— Goal —
Change every "segmenter" in the material below to "outline tool" and write it all out again with nothing else altered.
═══ Provided records ═══
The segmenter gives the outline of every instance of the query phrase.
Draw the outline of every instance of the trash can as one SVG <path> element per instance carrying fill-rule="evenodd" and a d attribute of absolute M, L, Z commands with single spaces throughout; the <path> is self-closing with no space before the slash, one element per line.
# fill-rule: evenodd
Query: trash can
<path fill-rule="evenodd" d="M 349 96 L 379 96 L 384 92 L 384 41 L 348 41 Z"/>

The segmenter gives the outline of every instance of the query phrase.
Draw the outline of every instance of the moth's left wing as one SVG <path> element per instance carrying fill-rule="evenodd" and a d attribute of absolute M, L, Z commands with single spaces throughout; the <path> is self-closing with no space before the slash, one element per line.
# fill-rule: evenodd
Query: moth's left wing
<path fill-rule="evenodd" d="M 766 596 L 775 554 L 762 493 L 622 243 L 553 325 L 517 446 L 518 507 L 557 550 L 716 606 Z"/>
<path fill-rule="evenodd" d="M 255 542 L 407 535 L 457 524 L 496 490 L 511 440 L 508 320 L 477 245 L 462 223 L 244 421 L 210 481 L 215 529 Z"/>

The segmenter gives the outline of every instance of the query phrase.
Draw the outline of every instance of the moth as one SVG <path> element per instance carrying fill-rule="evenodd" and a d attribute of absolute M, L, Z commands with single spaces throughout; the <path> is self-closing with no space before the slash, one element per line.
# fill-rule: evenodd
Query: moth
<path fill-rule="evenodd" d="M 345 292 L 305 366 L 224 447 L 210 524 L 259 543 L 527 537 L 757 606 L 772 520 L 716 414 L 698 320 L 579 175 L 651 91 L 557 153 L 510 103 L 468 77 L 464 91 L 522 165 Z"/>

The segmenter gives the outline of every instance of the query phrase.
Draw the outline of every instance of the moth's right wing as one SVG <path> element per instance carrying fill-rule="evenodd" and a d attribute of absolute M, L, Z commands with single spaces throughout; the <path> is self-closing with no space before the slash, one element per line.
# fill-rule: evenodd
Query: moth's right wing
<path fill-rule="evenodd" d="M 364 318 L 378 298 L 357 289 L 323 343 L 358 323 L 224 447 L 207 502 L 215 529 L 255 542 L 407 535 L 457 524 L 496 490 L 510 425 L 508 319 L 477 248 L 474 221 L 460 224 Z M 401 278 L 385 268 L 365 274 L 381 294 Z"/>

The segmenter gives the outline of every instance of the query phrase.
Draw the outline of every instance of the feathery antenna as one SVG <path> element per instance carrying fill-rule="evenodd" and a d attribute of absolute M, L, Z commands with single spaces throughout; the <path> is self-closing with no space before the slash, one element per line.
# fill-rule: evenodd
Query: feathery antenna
═══
— Solution to this task —
The outline tool gives the outline of every instance of the query phrase.
Draw the outline of every instance of the trash can as one SVG <path> element per instance carrying fill-rule="evenodd" and a d attribute of absolute M, L, Z commands with single spaces throughout; the <path> is self-closing with no space before the slash, one element per line.
# fill-rule: evenodd
Query: trash can
<path fill-rule="evenodd" d="M 349 96 L 379 96 L 384 92 L 384 41 L 348 41 Z"/>

The outline tool gives the outline of every instance of the query phrase.
Draw the outline of every instance of the moth's left wing as one SVG <path> element per instance carrying fill-rule="evenodd" and a d attribute of absolute M, L, Z commands with single spaces throughout; the <path> is self-closing with no space before the slash, one element per line.
# fill-rule: evenodd
Query: moth's left wing
<path fill-rule="evenodd" d="M 766 596 L 775 554 L 762 493 L 622 243 L 553 325 L 517 446 L 518 507 L 557 550 L 716 606 Z"/>
<path fill-rule="evenodd" d="M 255 542 L 407 535 L 457 524 L 496 490 L 511 440 L 508 320 L 477 245 L 462 223 L 244 421 L 210 481 L 215 529 Z"/>

The outline tool gives the outline of every instance of the query phrase.
Draw the outline of every instance of the moth as one SVG <path> element per instance carrying fill-rule="evenodd" and a d attribute of absolute M, L, Z commands with single spaces throughout; the <path> is self-closing with no space before the slash, one element per line.
# fill-rule: evenodd
Query: moth
<path fill-rule="evenodd" d="M 345 292 L 305 366 L 224 447 L 210 524 L 259 543 L 527 537 L 757 606 L 772 520 L 716 414 L 698 320 L 579 175 L 651 91 L 557 153 L 510 103 L 468 77 L 464 91 L 522 165 Z"/>

The outline tool gives the outline of every instance of the query phrase.
Draw the outline of every instance of the moth's right wing as one SVG <path> element per instance carrying fill-rule="evenodd" and a d attribute of absolute M, L, Z commands with single spaces throughout; the <path> is self-closing with no space before the slash, one element per line.
# fill-rule: evenodd
Query: moth's right wing
<path fill-rule="evenodd" d="M 364 318 L 378 298 L 357 289 L 323 343 L 358 323 L 224 447 L 207 502 L 215 529 L 255 542 L 407 535 L 457 524 L 496 490 L 510 425 L 508 319 L 477 248 L 474 221 L 460 224 Z M 401 278 L 385 268 L 365 274 L 381 294 Z"/>

The outline tool gives the outline of every instance of the query phrase.
Draw the outline of every instance of the feathery antenna as one SVG <path> element per instance carrying fill-rule="evenodd" and a d attribute of absolute M, L, Z commands with single spaces throughout; the <path> is self-closing with no space before the slash, one element per line.
# fill-rule: evenodd
Query: feathery antenna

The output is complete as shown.